>> start MATERIAL SUPPLIED
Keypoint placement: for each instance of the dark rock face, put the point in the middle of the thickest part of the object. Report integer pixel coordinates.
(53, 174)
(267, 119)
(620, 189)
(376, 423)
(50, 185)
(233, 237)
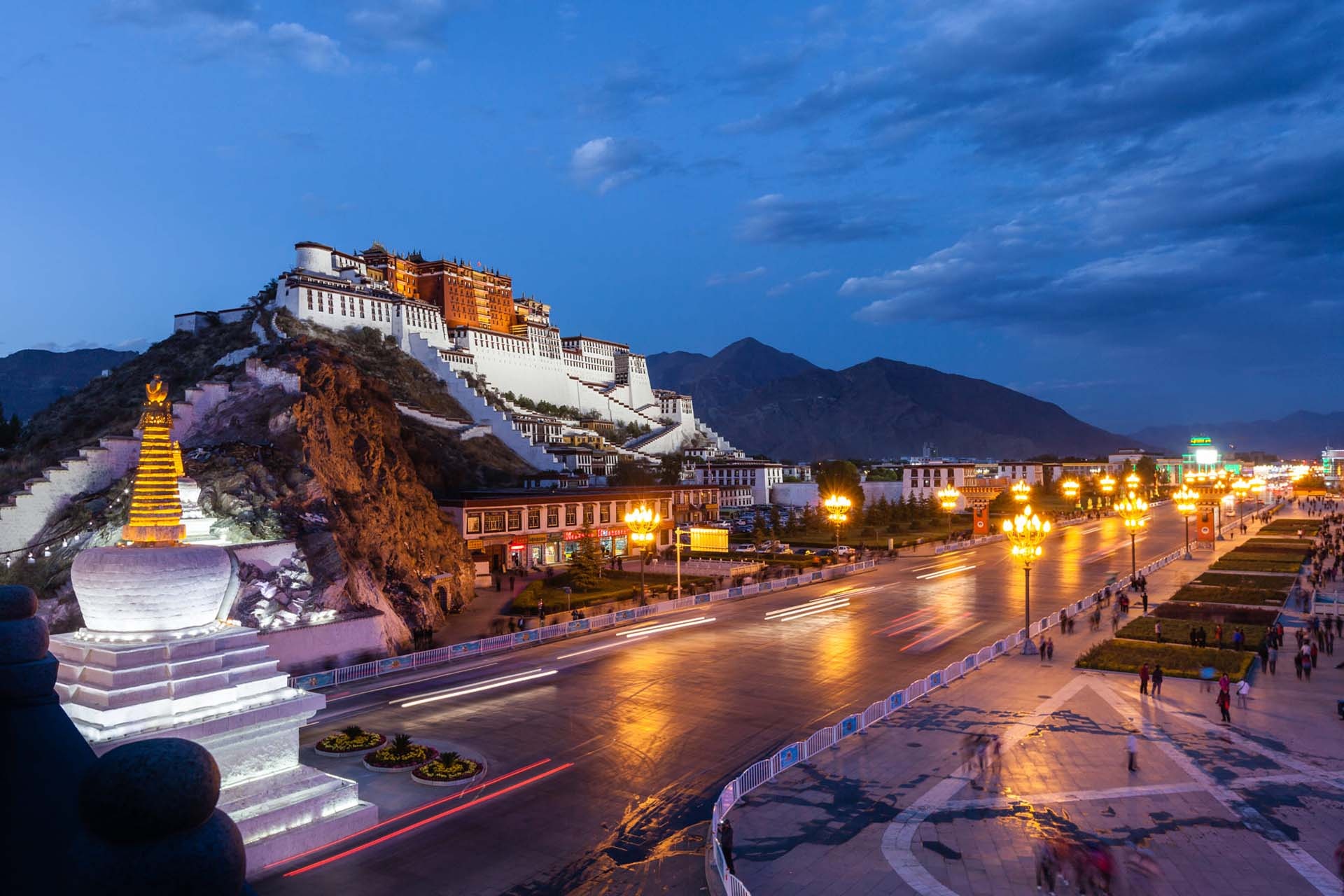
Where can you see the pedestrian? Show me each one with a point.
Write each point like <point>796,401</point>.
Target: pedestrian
<point>726,844</point>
>> end MATERIAL SUPPLIED
**PROBLEM TO SOLVE**: Convert all the items above into a two-column CSV headed instruction and answer, one row per item, with each item's text and its answer each in a single quoted field and line breaks replaced by spaces. Leave the pictures out.

**CORRECT RESPONSE**:
instruction,answer
"Keypoint placement: for each instance of the dark rock face, put the point in the middle of the thickest part of the object. Report integer pixel coordinates.","(53, 174) (267, 119) (620, 189) (376, 423) (50, 185) (233, 237)"
"Where can you see the pedestrian? Show me each one with a point. Write each point like <point>796,401</point>. Target: pedestrian","<point>726,844</point>"